- STATED EXERCISE -
Quote all of the entries below verbatim, but leave the pictures out of your answer.

- EXERCISE DATA -

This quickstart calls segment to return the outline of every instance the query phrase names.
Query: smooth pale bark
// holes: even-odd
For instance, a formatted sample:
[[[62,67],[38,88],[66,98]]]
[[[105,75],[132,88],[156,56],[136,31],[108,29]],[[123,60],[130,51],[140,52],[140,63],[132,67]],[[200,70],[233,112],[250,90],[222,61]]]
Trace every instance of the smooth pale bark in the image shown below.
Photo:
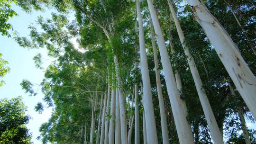
[[[98,118],[98,130],[97,132],[97,137],[96,137],[96,144],[98,144],[99,141],[100,140],[100,130],[101,130],[101,113],[102,111],[102,107],[103,107],[103,93],[101,93],[101,110],[100,111],[100,114],[99,114],[99,118]]]
[[[114,62],[116,74],[118,80],[118,87],[119,88],[119,104],[120,108],[120,119],[121,121],[121,137],[122,144],[127,144],[127,125],[126,124],[126,109],[125,108],[125,98],[123,95],[123,81],[119,70],[119,62],[116,55],[114,55]]]
[[[246,123],[243,114],[243,111],[241,108],[239,108],[238,111],[238,116],[241,121],[241,125],[242,126],[242,130],[243,130],[243,135],[245,137],[245,139],[246,144],[251,144],[251,140],[250,140],[250,136],[249,136],[249,132],[248,129],[246,126]]]
[[[84,144],[86,144],[86,125],[84,125],[84,141],[83,141]]]
[[[146,120],[145,120],[145,113],[143,111],[143,144],[147,144],[147,143],[146,142]]]
[[[110,115],[111,118],[110,122],[110,132],[109,137],[109,144],[114,144],[115,143],[115,108],[116,108],[116,88],[115,85],[114,83],[114,81],[112,80],[112,92],[111,96],[111,109]]]
[[[128,144],[131,144],[131,137],[132,134],[132,128],[133,127],[133,122],[134,120],[134,116],[132,116],[131,118],[131,124],[129,126],[129,131],[128,132]]]
[[[157,135],[155,113],[151,93],[151,86],[148,72],[148,66],[144,40],[144,31],[142,17],[140,12],[139,0],[137,0],[137,15],[138,21],[139,35],[139,49],[140,53],[140,70],[143,83],[143,103],[146,126],[147,140],[150,144],[157,144]]]
[[[172,16],[171,16],[171,17],[172,17]],[[174,49],[174,45],[172,42],[172,40],[173,35],[170,33],[169,36],[169,43],[170,44],[170,47],[171,47],[171,52],[172,53],[172,54],[175,55],[176,54],[176,52]],[[174,63],[173,64],[174,67],[176,67],[176,64],[175,63]],[[179,70],[177,69],[175,70],[174,75],[176,84],[177,85],[177,88],[178,89],[178,90],[179,90],[179,94],[180,95],[180,96],[181,96],[181,95],[182,95],[182,83],[181,79],[181,76],[180,75],[180,72],[179,72]],[[184,99],[181,99],[181,101],[182,107],[183,107],[183,109],[184,110],[184,112],[185,113],[185,116],[186,117],[188,116],[188,108],[187,108],[187,105],[186,104],[186,102]]]
[[[162,92],[162,86],[161,84],[159,71],[158,70],[158,59],[157,58],[157,52],[156,52],[156,47],[155,46],[155,37],[154,36],[154,28],[153,27],[153,24],[151,21],[150,21],[150,31],[151,34],[151,43],[152,44],[154,54],[154,61],[155,63],[155,79],[156,80],[157,96],[158,97],[158,101],[159,102],[161,128],[162,130],[162,135],[163,136],[163,144],[170,144],[170,142],[169,141],[169,133],[168,132],[168,126],[166,121],[166,114],[165,108],[165,102],[164,101],[164,98],[163,97],[163,93]]]
[[[185,54],[186,55],[187,61],[189,64],[192,76],[193,77],[196,90],[198,96],[199,96],[199,99],[200,99],[204,115],[205,116],[205,118],[206,118],[206,121],[208,126],[209,127],[211,136],[212,137],[212,140],[214,144],[224,144],[222,135],[218,126],[216,119],[215,119],[213,112],[210,107],[205,90],[203,88],[202,82],[200,78],[195,61],[189,52],[189,48],[185,45],[184,34],[181,29],[178,18],[176,15],[176,12],[174,8],[173,3],[170,0],[167,0],[167,1],[170,7],[170,9],[172,12],[172,15],[174,18],[180,40],[182,43],[183,49]]]
[[[102,116],[101,117],[101,144],[104,144],[104,139],[105,136],[105,121],[106,119],[106,106],[107,105],[107,99],[108,99],[107,94],[105,93],[104,99],[104,105],[102,109]]]
[[[121,124],[120,123],[120,108],[118,89],[116,89],[116,127],[115,144],[121,144]]]
[[[229,84],[229,89],[230,89],[230,91],[232,95],[233,96],[236,96],[234,89],[230,84]],[[251,140],[250,139],[250,136],[249,136],[249,132],[248,132],[248,129],[246,126],[246,123],[245,119],[245,117],[244,117],[244,114],[243,114],[243,111],[242,109],[240,108],[238,108],[238,117],[241,121],[241,125],[242,126],[242,130],[243,131],[243,135],[245,137],[245,139],[246,144],[251,144]]]
[[[94,134],[94,127],[95,125],[95,112],[96,108],[97,101],[97,93],[95,93],[95,99],[94,99],[94,104],[93,109],[91,110],[91,133],[90,135],[90,143],[91,144],[93,144],[93,135]],[[91,102],[92,103],[93,101]]]
[[[138,84],[135,84],[134,87],[134,95],[135,97],[135,144],[139,144],[139,116],[138,99]]]
[[[107,101],[107,106],[106,108],[106,117],[107,117],[109,114],[110,111],[110,70],[108,69],[108,100]],[[109,123],[110,121],[108,118],[106,118],[105,122],[105,140],[104,144],[108,144],[109,143],[109,126],[110,126]]]
[[[226,30],[203,2],[188,0],[195,18],[210,41],[248,108],[256,117],[256,77]]]
[[[194,144],[193,135],[183,110],[181,99],[177,89],[174,72],[171,66],[171,62],[156,12],[152,0],[147,0],[147,1],[155,32],[155,37],[159,48],[167,92],[175,120],[180,143]]]
[[[133,100],[134,100],[134,89],[133,90],[131,101],[131,108],[134,107]],[[129,117],[129,128],[128,131],[128,144],[131,144],[131,137],[132,134],[132,128],[133,127],[133,122],[134,120],[134,116],[130,116]]]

- EXERCISE SOLUTION -
This quickstart calls segment to return the outline of every instance the query phrase names.
Query: smooth pale bark
// holes: even-odd
For instance, a formatted sample:
[[[62,67],[38,88],[66,98]]]
[[[105,75],[132,88],[156,56],[136,31],[108,29]],[[123,60],[130,51],[140,52],[140,63],[132,67]],[[200,70],[233,112],[250,90],[222,61]]]
Trace every instance of the smooth pale bark in the image shown below.
Photo:
[[[98,118],[98,130],[97,132],[97,137],[96,137],[96,144],[98,144],[99,141],[100,140],[100,130],[101,130],[101,113],[102,111],[102,107],[103,107],[103,93],[101,93],[101,110],[100,111],[100,114],[99,114],[99,118]]]
[[[114,62],[116,74],[118,80],[118,87],[119,88],[119,104],[120,108],[120,119],[121,121],[121,137],[122,144],[127,144],[127,125],[126,124],[126,109],[125,108],[125,98],[123,95],[123,81],[119,70],[119,62],[116,55],[114,55]]]
[[[246,123],[243,114],[243,111],[241,108],[239,108],[238,111],[238,116],[241,121],[241,125],[242,126],[242,130],[243,130],[243,135],[245,137],[245,139],[246,144],[251,144],[251,140],[250,140],[250,136],[249,136],[249,132],[248,129],[246,126]]]
[[[84,144],[86,144],[86,125],[84,125],[84,141],[83,141]]]
[[[146,120],[145,120],[145,113],[143,111],[143,144],[147,144],[147,143],[146,142]]]
[[[110,115],[111,118],[110,122],[110,132],[109,137],[109,144],[114,144],[115,143],[115,108],[116,108],[116,88],[115,85],[114,83],[114,81],[112,80],[112,92],[111,96],[111,109]]]
[[[128,144],[131,144],[131,137],[132,134],[132,128],[133,127],[133,122],[134,120],[134,116],[132,116],[131,118],[131,124],[129,126],[129,131],[128,132]]]
[[[157,135],[155,113],[151,93],[151,86],[148,72],[148,66],[144,40],[144,31],[142,17],[140,12],[139,0],[137,0],[137,15],[138,21],[139,35],[139,49],[140,53],[140,70],[143,83],[143,103],[146,126],[147,140],[150,144],[157,144]]]
[[[172,16],[171,16],[171,17],[172,17]],[[174,49],[174,45],[172,42],[172,40],[173,35],[170,33],[169,36],[169,43],[170,44],[170,47],[171,47],[171,52],[172,53],[172,54],[175,55],[176,54],[176,52]],[[174,63],[173,64],[174,67],[176,67],[176,64],[175,63]],[[179,70],[177,69],[175,70],[174,75],[176,84],[177,85],[177,88],[178,89],[178,90],[179,90],[179,94],[180,95],[180,96],[181,96],[181,95],[182,95],[182,83],[181,79],[181,76],[180,75],[180,72],[179,72]],[[184,99],[181,99],[181,101],[182,107],[183,107],[183,109],[184,110],[184,112],[185,113],[185,116],[186,117],[188,116],[188,108],[187,108],[187,105],[186,104],[186,102]]]
[[[162,92],[162,86],[161,84],[159,71],[158,70],[158,59],[157,58],[157,52],[156,52],[156,47],[155,46],[155,37],[154,36],[154,28],[153,27],[153,24],[151,21],[150,21],[150,31],[151,34],[151,43],[152,44],[154,54],[154,61],[155,63],[155,79],[156,80],[157,96],[158,97],[158,101],[159,102],[161,128],[162,130],[162,135],[163,136],[163,144],[170,144],[170,142],[169,141],[169,133],[168,132],[168,126],[166,121],[166,114],[165,108],[165,102],[164,101],[164,98],[163,97],[163,93]]]
[[[185,54],[186,55],[187,61],[189,64],[192,76],[193,77],[196,90],[198,96],[199,96],[199,99],[200,99],[204,115],[205,116],[205,118],[206,118],[206,121],[208,126],[209,127],[211,136],[212,137],[212,140],[214,144],[224,144],[222,135],[218,126],[216,119],[215,119],[213,112],[210,107],[205,90],[203,88],[202,82],[200,78],[195,61],[189,52],[189,48],[185,45],[184,34],[181,29],[178,18],[176,15],[176,12],[174,8],[173,3],[170,0],[167,0],[167,1],[170,7],[170,9],[172,12],[172,15],[174,18],[180,40],[182,43],[183,49]]]
[[[102,116],[101,117],[101,144],[104,144],[104,139],[105,136],[105,121],[106,119],[106,106],[107,105],[107,99],[108,99],[107,94],[105,93],[104,99],[104,105],[102,109]]]
[[[121,124],[120,123],[120,108],[118,89],[116,89],[116,127],[115,144],[121,144]]]
[[[229,84],[229,89],[230,89],[230,91],[232,95],[233,96],[236,96],[234,89],[230,84]],[[251,140],[250,139],[250,136],[249,136],[249,132],[248,132],[248,129],[246,126],[246,123],[245,119],[245,117],[244,117],[244,114],[243,114],[243,111],[242,109],[240,108],[238,108],[238,117],[241,121],[241,125],[242,126],[242,130],[243,131],[243,135],[245,137],[245,139],[246,144],[251,144]]]
[[[94,134],[94,127],[95,125],[95,112],[96,108],[97,101],[97,93],[95,93],[95,99],[94,99],[94,104],[93,109],[91,110],[91,133],[90,135],[90,143],[91,144],[93,144],[93,135]],[[91,102],[92,103],[93,101]]]
[[[138,84],[135,84],[134,87],[134,95],[135,97],[135,144],[139,144],[139,116],[138,99]]]
[[[107,101],[107,106],[106,108],[106,117],[107,117],[109,114],[110,111],[110,70],[108,69],[108,100]],[[109,123],[110,121],[108,118],[106,118],[105,122],[105,140],[104,144],[108,144],[109,143],[109,126],[110,126]]]
[[[226,30],[203,2],[188,0],[195,18],[210,41],[248,108],[256,117],[256,77]]]
[[[194,144],[193,135],[183,110],[181,99],[177,89],[174,72],[171,66],[171,62],[156,12],[152,0],[147,0],[147,1],[155,32],[155,37],[159,48],[167,92],[175,120],[180,143]]]
[[[133,100],[134,100],[134,89],[133,90],[131,101],[131,108],[134,107]],[[129,117],[129,128],[128,131],[128,144],[131,144],[131,137],[132,134],[132,128],[133,127],[133,122],[134,120],[134,116],[130,116]]]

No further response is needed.